Problem details: Treat the line containing "Please place a point on every instance of the gold" as the first line and the final line of the material below as the last; reproduce that range exactly.

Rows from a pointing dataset
━━━

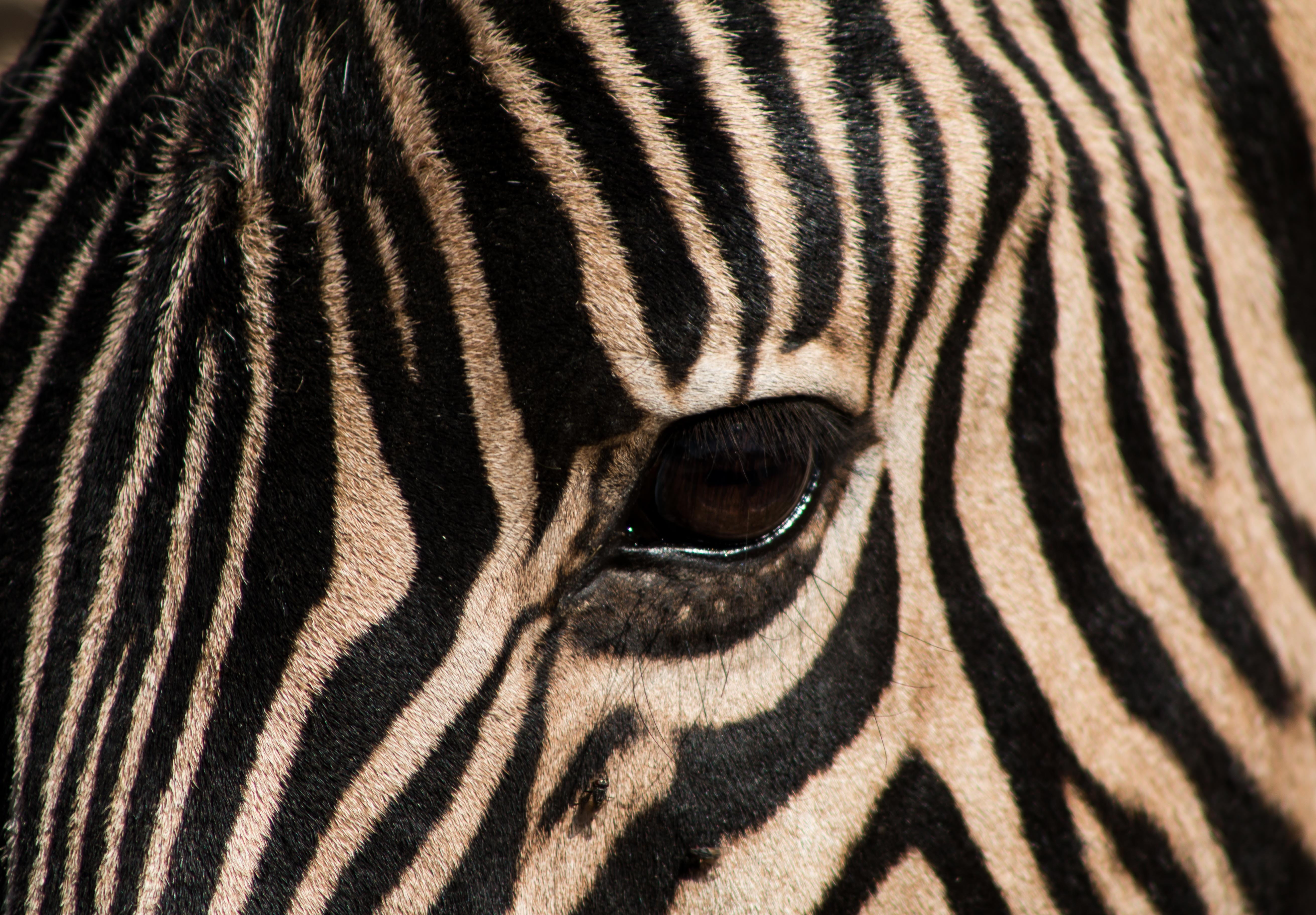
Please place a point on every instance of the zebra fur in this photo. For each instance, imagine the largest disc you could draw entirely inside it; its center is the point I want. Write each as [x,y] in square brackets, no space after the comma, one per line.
[336,340]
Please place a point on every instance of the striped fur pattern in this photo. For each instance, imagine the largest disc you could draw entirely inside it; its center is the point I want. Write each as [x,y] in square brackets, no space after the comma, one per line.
[335,337]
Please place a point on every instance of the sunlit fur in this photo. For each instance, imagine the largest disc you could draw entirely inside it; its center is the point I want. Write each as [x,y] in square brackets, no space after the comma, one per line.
[336,338]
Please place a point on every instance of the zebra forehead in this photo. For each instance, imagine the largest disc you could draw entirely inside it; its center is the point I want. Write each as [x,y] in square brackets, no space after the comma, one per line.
[626,455]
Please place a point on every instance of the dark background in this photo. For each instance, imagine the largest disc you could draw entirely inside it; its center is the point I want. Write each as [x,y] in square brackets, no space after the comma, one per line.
[18,19]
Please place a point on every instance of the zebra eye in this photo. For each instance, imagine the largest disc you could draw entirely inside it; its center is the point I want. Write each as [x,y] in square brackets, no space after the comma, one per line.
[734,479]
[735,487]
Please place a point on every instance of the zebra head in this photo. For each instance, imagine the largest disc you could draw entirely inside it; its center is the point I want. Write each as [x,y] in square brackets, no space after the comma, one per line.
[593,457]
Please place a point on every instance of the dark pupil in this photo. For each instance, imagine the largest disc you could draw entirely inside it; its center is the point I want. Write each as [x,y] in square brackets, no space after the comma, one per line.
[728,491]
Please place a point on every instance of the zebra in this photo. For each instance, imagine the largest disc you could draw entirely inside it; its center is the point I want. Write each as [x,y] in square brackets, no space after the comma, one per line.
[634,457]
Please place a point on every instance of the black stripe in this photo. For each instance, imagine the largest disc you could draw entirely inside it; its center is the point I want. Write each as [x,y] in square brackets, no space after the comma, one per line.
[1144,851]
[31,487]
[111,445]
[1260,846]
[1202,565]
[485,881]
[668,286]
[560,376]
[928,144]
[866,50]
[427,437]
[58,23]
[141,591]
[1121,638]
[89,194]
[1295,534]
[665,56]
[917,812]
[210,538]
[732,779]
[1267,133]
[291,546]
[1161,292]
[818,235]
[135,108]
[1016,713]
[391,847]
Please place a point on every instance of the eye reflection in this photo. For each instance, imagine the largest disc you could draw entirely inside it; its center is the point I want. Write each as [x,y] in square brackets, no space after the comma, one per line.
[737,478]
[732,488]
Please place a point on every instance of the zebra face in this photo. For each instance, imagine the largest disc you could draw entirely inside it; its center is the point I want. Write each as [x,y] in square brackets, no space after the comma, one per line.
[589,457]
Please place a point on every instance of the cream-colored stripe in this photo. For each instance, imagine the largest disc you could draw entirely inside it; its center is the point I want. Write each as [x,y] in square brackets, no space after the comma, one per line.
[374,545]
[952,735]
[397,296]
[1119,750]
[745,120]
[86,785]
[1293,28]
[176,583]
[56,534]
[494,599]
[1253,320]
[913,888]
[1124,235]
[902,186]
[258,253]
[256,241]
[803,28]
[424,879]
[24,400]
[826,367]
[714,376]
[1119,891]
[76,153]
[123,518]
[1280,755]
[47,87]
[1115,747]
[608,294]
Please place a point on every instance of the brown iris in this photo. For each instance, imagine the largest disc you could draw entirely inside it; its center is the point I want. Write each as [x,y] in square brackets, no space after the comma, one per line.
[730,479]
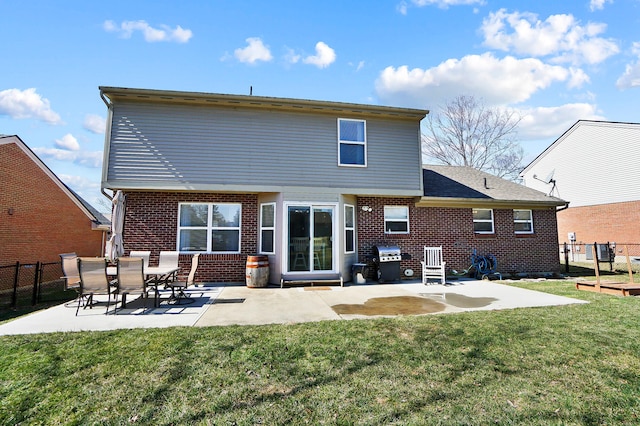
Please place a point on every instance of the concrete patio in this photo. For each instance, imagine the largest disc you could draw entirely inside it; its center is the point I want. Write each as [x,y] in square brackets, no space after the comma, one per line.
[228,304]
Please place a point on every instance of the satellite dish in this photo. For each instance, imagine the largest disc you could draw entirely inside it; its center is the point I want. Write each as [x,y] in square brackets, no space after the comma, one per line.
[548,179]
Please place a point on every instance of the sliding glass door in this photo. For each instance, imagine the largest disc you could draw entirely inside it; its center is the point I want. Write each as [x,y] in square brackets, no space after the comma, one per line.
[310,238]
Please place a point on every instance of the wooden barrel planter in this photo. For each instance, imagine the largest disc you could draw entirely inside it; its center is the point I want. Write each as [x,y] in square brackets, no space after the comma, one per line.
[257,271]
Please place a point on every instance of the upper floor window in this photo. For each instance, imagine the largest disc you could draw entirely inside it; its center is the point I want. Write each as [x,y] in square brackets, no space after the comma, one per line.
[209,227]
[483,221]
[396,219]
[352,142]
[523,221]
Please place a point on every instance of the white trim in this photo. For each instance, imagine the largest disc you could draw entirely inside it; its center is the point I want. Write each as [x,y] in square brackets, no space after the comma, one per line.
[523,221]
[285,236]
[267,228]
[389,232]
[493,226]
[348,142]
[208,228]
[352,228]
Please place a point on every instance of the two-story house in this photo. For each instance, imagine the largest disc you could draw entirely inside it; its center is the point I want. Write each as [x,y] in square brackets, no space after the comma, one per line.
[314,185]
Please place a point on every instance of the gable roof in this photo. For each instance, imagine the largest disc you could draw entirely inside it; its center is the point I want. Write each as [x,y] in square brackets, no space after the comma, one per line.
[99,220]
[461,186]
[115,94]
[577,124]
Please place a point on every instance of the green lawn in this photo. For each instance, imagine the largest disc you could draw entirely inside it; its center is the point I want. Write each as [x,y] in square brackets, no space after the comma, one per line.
[577,364]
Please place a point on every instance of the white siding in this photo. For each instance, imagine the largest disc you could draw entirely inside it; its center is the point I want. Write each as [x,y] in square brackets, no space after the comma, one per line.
[593,163]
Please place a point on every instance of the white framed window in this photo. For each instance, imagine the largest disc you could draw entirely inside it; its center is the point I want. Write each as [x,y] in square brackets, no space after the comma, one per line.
[352,142]
[523,221]
[349,229]
[267,228]
[483,221]
[396,219]
[209,227]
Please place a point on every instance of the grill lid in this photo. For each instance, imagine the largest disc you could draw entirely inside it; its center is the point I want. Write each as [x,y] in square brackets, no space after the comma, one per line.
[387,253]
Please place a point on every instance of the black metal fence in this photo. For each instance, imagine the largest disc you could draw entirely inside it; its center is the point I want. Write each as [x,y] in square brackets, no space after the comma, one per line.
[610,255]
[30,284]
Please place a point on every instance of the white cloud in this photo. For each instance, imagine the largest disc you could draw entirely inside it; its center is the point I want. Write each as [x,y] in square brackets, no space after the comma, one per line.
[150,34]
[598,4]
[84,158]
[560,37]
[498,81]
[94,123]
[68,142]
[548,122]
[324,56]
[27,104]
[291,56]
[631,76]
[255,51]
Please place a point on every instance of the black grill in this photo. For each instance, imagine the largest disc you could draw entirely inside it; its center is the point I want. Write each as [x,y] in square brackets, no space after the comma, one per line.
[387,260]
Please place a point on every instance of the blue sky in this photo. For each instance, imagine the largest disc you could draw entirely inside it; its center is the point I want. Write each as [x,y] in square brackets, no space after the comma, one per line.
[555,62]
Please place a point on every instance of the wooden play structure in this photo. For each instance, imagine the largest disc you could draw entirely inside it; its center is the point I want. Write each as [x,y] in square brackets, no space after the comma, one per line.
[610,287]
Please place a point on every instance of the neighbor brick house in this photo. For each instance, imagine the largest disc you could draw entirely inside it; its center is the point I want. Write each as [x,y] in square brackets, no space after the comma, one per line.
[594,166]
[313,185]
[40,216]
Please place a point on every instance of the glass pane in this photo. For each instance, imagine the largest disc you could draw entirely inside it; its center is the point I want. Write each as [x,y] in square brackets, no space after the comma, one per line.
[268,219]
[481,214]
[193,214]
[396,226]
[351,154]
[348,216]
[483,227]
[352,130]
[349,245]
[193,240]
[226,215]
[299,230]
[396,213]
[267,241]
[225,240]
[322,233]
[522,214]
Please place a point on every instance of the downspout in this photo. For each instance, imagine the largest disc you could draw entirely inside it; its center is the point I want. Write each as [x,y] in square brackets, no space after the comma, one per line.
[106,138]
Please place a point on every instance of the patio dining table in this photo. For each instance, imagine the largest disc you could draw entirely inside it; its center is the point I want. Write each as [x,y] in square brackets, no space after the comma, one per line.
[157,274]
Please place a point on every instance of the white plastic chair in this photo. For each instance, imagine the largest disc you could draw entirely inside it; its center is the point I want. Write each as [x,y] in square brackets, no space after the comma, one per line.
[433,266]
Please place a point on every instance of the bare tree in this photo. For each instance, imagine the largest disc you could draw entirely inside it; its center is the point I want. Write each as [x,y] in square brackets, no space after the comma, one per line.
[467,133]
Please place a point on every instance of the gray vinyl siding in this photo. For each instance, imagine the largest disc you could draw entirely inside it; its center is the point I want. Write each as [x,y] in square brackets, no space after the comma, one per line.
[158,145]
[593,163]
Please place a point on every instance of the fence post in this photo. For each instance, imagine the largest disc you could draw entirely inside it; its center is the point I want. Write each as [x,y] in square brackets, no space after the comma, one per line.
[14,296]
[36,282]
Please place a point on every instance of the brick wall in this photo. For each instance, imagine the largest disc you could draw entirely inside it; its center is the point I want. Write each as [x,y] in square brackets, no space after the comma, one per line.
[453,229]
[151,222]
[44,221]
[607,222]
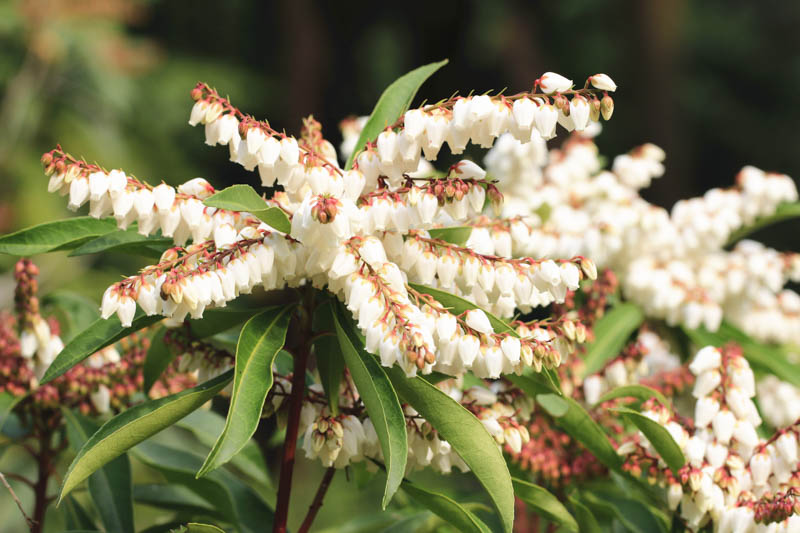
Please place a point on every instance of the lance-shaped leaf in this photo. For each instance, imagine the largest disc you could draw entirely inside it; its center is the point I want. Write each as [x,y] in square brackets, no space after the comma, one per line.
[328,354]
[110,486]
[58,235]
[639,392]
[244,198]
[129,241]
[584,517]
[261,339]
[658,436]
[394,101]
[783,212]
[544,503]
[580,426]
[238,503]
[466,435]
[7,403]
[98,335]
[610,334]
[380,399]
[457,235]
[131,427]
[447,508]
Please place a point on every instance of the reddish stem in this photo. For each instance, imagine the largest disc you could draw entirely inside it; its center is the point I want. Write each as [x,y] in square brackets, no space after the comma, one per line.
[295,404]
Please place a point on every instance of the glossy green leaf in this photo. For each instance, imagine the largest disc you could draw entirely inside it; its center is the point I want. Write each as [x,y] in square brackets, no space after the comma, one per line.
[261,339]
[761,356]
[75,312]
[633,514]
[244,198]
[457,305]
[131,427]
[783,212]
[206,425]
[110,486]
[585,518]
[658,436]
[328,354]
[457,235]
[394,101]
[157,359]
[574,419]
[175,498]
[610,334]
[640,392]
[7,403]
[380,399]
[98,335]
[448,509]
[466,435]
[216,321]
[122,241]
[544,504]
[235,501]
[58,235]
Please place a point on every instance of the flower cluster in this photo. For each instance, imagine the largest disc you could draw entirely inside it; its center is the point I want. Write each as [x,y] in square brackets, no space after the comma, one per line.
[350,436]
[561,204]
[733,477]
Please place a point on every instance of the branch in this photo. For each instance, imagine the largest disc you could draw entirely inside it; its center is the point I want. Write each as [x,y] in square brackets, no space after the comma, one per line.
[317,503]
[29,520]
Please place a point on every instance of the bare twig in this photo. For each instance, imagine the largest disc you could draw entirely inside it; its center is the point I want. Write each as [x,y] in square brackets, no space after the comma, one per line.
[28,519]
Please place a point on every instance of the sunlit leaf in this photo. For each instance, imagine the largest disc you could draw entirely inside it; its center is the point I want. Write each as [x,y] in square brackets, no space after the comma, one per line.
[394,101]
[131,427]
[261,339]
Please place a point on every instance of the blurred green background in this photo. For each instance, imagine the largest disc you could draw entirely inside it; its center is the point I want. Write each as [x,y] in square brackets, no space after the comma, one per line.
[713,82]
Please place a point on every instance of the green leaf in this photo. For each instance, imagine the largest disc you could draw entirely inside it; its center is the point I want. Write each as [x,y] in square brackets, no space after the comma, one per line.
[328,354]
[75,312]
[769,358]
[544,504]
[110,486]
[448,509]
[633,514]
[610,333]
[7,403]
[585,518]
[466,435]
[658,436]
[457,235]
[131,427]
[261,339]
[244,198]
[97,336]
[783,212]
[157,359]
[640,392]
[122,241]
[580,426]
[218,320]
[394,101]
[175,498]
[234,500]
[193,527]
[381,402]
[457,305]
[205,425]
[58,235]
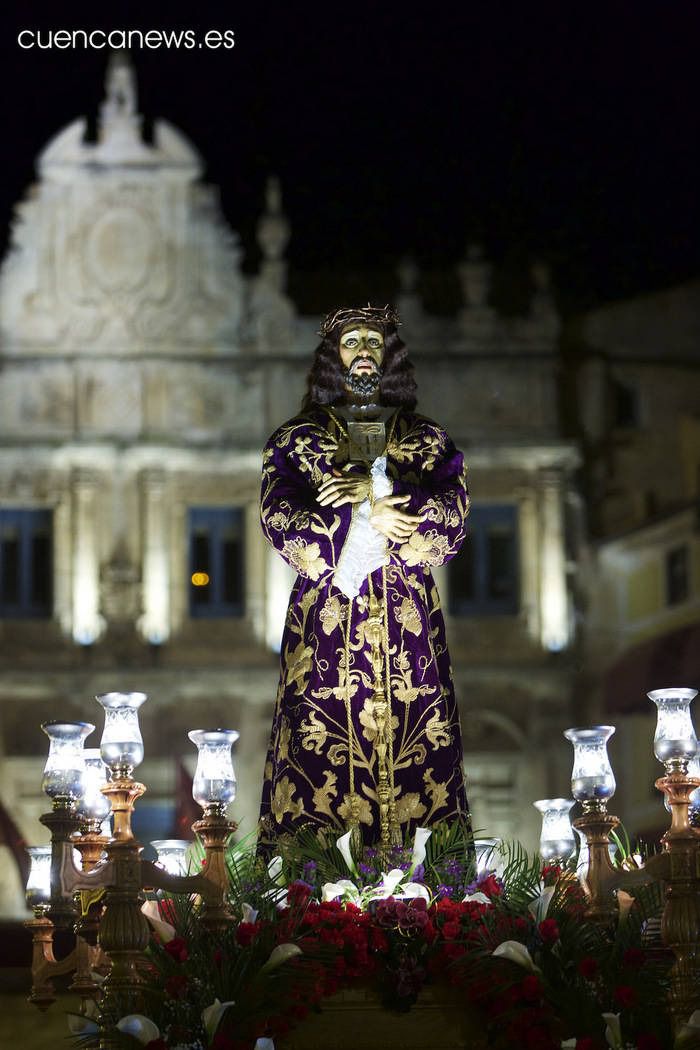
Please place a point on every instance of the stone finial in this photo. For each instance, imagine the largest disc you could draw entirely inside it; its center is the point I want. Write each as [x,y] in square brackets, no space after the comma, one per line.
[273,229]
[121,93]
[475,276]
[120,123]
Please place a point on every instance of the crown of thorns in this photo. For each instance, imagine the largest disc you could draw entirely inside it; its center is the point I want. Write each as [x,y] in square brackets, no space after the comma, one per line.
[362,315]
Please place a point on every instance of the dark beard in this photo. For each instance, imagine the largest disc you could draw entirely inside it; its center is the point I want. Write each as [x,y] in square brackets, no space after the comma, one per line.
[363,386]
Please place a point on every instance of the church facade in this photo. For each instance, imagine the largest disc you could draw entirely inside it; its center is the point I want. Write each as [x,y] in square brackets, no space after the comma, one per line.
[141,375]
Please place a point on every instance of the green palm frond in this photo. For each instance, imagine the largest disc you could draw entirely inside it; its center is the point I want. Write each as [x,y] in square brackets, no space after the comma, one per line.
[522,875]
[450,841]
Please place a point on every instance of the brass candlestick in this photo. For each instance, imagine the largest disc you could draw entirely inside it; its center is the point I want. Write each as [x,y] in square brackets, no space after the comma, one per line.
[679,867]
[596,824]
[62,822]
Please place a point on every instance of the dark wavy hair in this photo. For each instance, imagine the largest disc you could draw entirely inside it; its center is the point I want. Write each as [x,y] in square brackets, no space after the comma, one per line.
[325,385]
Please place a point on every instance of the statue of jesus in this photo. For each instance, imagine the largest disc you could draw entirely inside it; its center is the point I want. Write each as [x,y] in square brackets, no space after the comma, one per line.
[362,497]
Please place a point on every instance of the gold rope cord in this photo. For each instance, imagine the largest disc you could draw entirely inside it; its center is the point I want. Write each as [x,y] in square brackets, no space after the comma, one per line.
[394,824]
[354,817]
[382,715]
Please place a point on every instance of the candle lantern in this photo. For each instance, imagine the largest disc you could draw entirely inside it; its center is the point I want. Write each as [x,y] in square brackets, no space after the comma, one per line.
[172,855]
[556,840]
[122,746]
[39,883]
[64,773]
[592,779]
[93,806]
[214,783]
[675,742]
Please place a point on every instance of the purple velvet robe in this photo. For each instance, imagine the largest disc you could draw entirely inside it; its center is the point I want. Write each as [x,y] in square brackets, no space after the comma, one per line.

━━━

Problem solution:
Please place a point on every instance of the gold rope cord in this photo. For each instance, imagine the largest disc you could draw entirely inside it; its center is the point I want. Write each as [x,y] in square brackets, no space after the comma, one per line.
[394,824]
[354,817]
[382,715]
Please place a point on every instance of the candle lantern in this photo. For each instance, imagine the largest disc you could draw entirely inside it; its center is the point I want. Write each as [x,y] in square brackets, no space after the comma, one per line.
[172,855]
[556,840]
[122,746]
[39,883]
[64,773]
[592,779]
[93,806]
[214,783]
[675,742]
Please place a point on every instance of the purple velvet robe in this photo. For each instance, imagine the largest disc you could draw entirely inside it; its center is the point I want. Write each as [x,y] in square brackets, no space after the comma, one per line.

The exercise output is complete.